## AIM
Reproduce every line from the one containing "Target: street lamp" down to the one containing "(1142, 464)", including both, keeping each line identical to the original.

* Begin *

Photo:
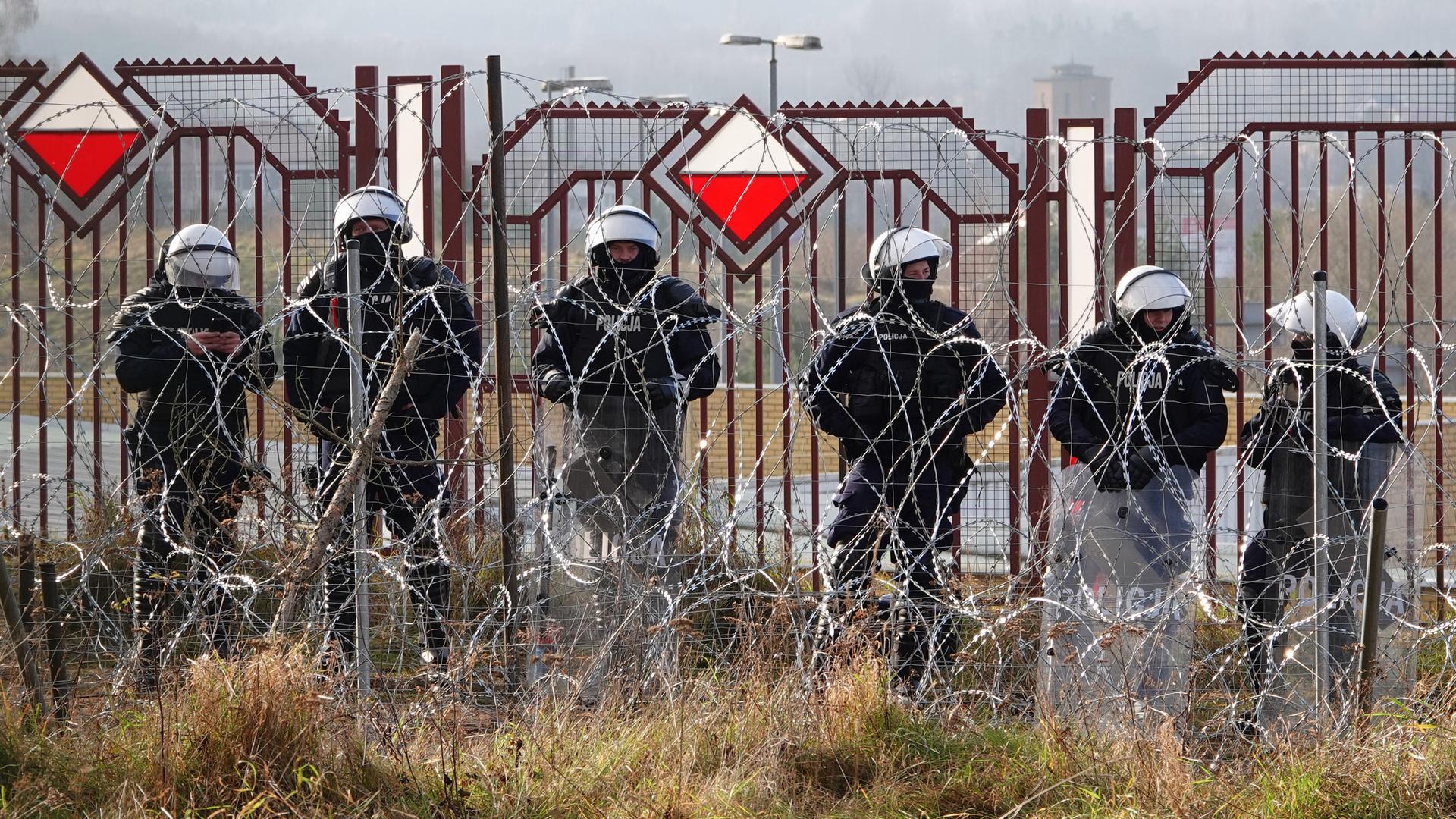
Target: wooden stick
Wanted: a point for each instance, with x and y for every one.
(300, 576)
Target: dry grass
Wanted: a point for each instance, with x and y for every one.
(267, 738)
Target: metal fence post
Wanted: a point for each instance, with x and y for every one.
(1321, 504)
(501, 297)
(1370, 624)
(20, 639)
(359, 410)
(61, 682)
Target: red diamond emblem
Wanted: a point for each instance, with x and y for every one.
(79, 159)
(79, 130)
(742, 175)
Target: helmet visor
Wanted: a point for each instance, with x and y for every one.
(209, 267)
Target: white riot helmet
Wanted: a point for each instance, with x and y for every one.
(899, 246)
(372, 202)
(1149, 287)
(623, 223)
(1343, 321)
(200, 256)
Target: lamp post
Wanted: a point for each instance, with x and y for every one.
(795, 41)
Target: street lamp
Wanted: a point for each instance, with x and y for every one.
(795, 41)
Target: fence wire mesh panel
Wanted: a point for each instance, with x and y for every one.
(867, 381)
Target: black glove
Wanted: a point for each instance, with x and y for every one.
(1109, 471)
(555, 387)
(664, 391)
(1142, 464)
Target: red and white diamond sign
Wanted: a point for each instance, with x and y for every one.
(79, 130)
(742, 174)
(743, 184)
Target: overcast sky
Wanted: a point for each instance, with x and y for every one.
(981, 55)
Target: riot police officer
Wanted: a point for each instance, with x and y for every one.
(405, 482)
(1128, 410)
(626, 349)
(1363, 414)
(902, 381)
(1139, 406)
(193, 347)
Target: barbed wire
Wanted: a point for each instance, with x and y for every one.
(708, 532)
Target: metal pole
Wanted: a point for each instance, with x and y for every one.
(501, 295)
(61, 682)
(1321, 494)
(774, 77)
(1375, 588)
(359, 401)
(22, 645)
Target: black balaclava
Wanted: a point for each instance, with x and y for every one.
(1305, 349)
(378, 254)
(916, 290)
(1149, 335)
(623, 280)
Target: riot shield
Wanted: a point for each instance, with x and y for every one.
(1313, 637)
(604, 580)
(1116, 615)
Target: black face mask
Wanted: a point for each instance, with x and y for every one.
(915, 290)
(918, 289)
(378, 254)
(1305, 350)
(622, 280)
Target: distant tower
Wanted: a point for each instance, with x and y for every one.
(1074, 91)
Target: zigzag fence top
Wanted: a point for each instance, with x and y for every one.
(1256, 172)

* End *

## SOLUTION TO THIS EXERCISE
Target: street lamp
Wanted: a point for each instance, with x and y for every one.
(795, 41)
Target: fence wire mesh panel
Wanted: a point for each instance, with x and y for every one.
(867, 381)
Target: black glove
Wanted: a point for each instance, with x and y for every one.
(1109, 471)
(555, 387)
(664, 391)
(1142, 464)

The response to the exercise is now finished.